◆ CHALLENGE 1: In the article on student loans, repeat the passage starting with "It is true that" and going on through "the following reasons.", substituting "principle" for "maxim".
◆ CHALLENGE 2: In the article on student loans, what share of a person's income is set for repayments?

◆ EXTRACT TO READ:

## START

“From my reading of the contractual and operational framework of the process, I conclude it to be a permissible arrangement”
A perennial question
With the new university year on the horizon, I am receiving questions from the youth and their concerned parents regarding the permissibility of student loans in the UK. The structure of the student loan operation is multifaceted, possessing elements found in for-profit contracts, benevolent transactions, loan-based contracts and even tax-related structures.
The topic thus requires understanding conventional economics and finance among other contemporary subjects, partly because this is not as simple as a transaction between two individuals, but rather an operation between a government and its citizens. This difference has a bearing on many considerations in Islamic jurisprudence (fiqh), since in order to understand the objective of a product or transaction, you have to understand the intent of the counterparties to an agreement.
Financial Transactions in Islam
The topic of student finance falls under the category of financial transactions, for which Islamic law has a framework derived from the Qur’ān, Sunnah, consensus of jurists, analogy (qiyās), and other epistemic frameworks. A deductive study of these have manifested several established rules and governing principles when determining the Islamic rulings of financial transactions, such as:
– “From the outset, all economic and social activities are permissible unless proven impermissible.”
– “Matters are judged based on their objectives and operational reality, not by their names or appearance.”
Based on this, for student loans to be considered impermissible Islamically, a scholar would have to prove in a substantial way the presence of the following:
– Riba, which is interest (usury) from an Islamic perspective. This is emphasised because in modern finance and economics, the term “interest” is used to describe some things that do not constitute riba according to Islamic law.
– Gharar, which is an unacceptable degree of ambiguity in the transaction.
– Any form of oppression, whether macro or micro.
– Anything which will credibly lead to one of the above.
I do not use “substantial” lightly, given that the Islamic ruling of all contracts being permissible as a default rule is a certain one established by undeniable evidence. This rule cannot be overturned based on evidence that is plausible at best, since another established legal maxim states that “Certainty is not cancelled by doubt”.
On Sh Haitham’s Student ‘Loans’ Fatwa
Student Loans in the United Kingdom
Simply speaking, the Student Loan arrangement in the United Kingdom is a government initiative which provides students with tuition and maintenance financing up to certain yearly amounts dependent on a person’s level of study with specified considerations and conditions. The operation is completed using a non-departmental public body and upon graduating, beneficiaries only begin paying off their “loan” when their earnings reach a set monthly threshold, with “repayments” being set at 9% of a person’s income, with “Interest” being added to the loan from when the first payment is received by the student from the Student Loans Company.
Is the “interest” charged on student loans riba?
It is true that the student loan contract stipulates something called “interest” to be added to the “repayment” of the “loan”, which can be compounded during the term of the “loan”. It is also true that it is a maxim in fiqh that “Every benefit derived from a loan is riba”, and money on top of money is a clear type of “benefit”. This logic is tempting to follow, however in the case of the transaction at hand, using this maxim lacks precision for the following reasons.

## END

◆ DATA EXTRACT:
## START

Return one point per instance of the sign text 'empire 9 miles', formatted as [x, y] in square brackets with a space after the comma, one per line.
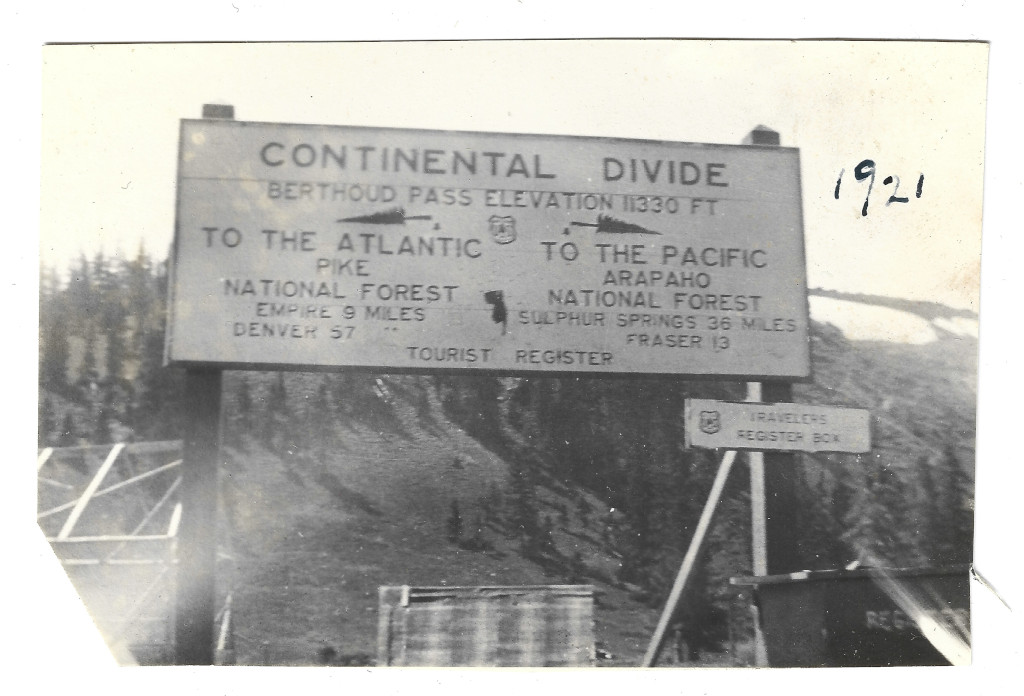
[329, 247]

## END

◆ RESULT 1:
It is true that the student loan contract stipulates something called “interest” to be added to the “repayment” of the “loan”, which can be compounded during the term of the “loan”. It is also true that it is a principle in fiqh that “Every benefit derived from a loan is riba”, and money on top of money is a clear type of “benefit”. This logic is tempting to follow, however in the case of the transaction at hand, using this principle lacks precision for the following reasons.

◆ RESULT 2: Repayments are set at 9% of a person's income.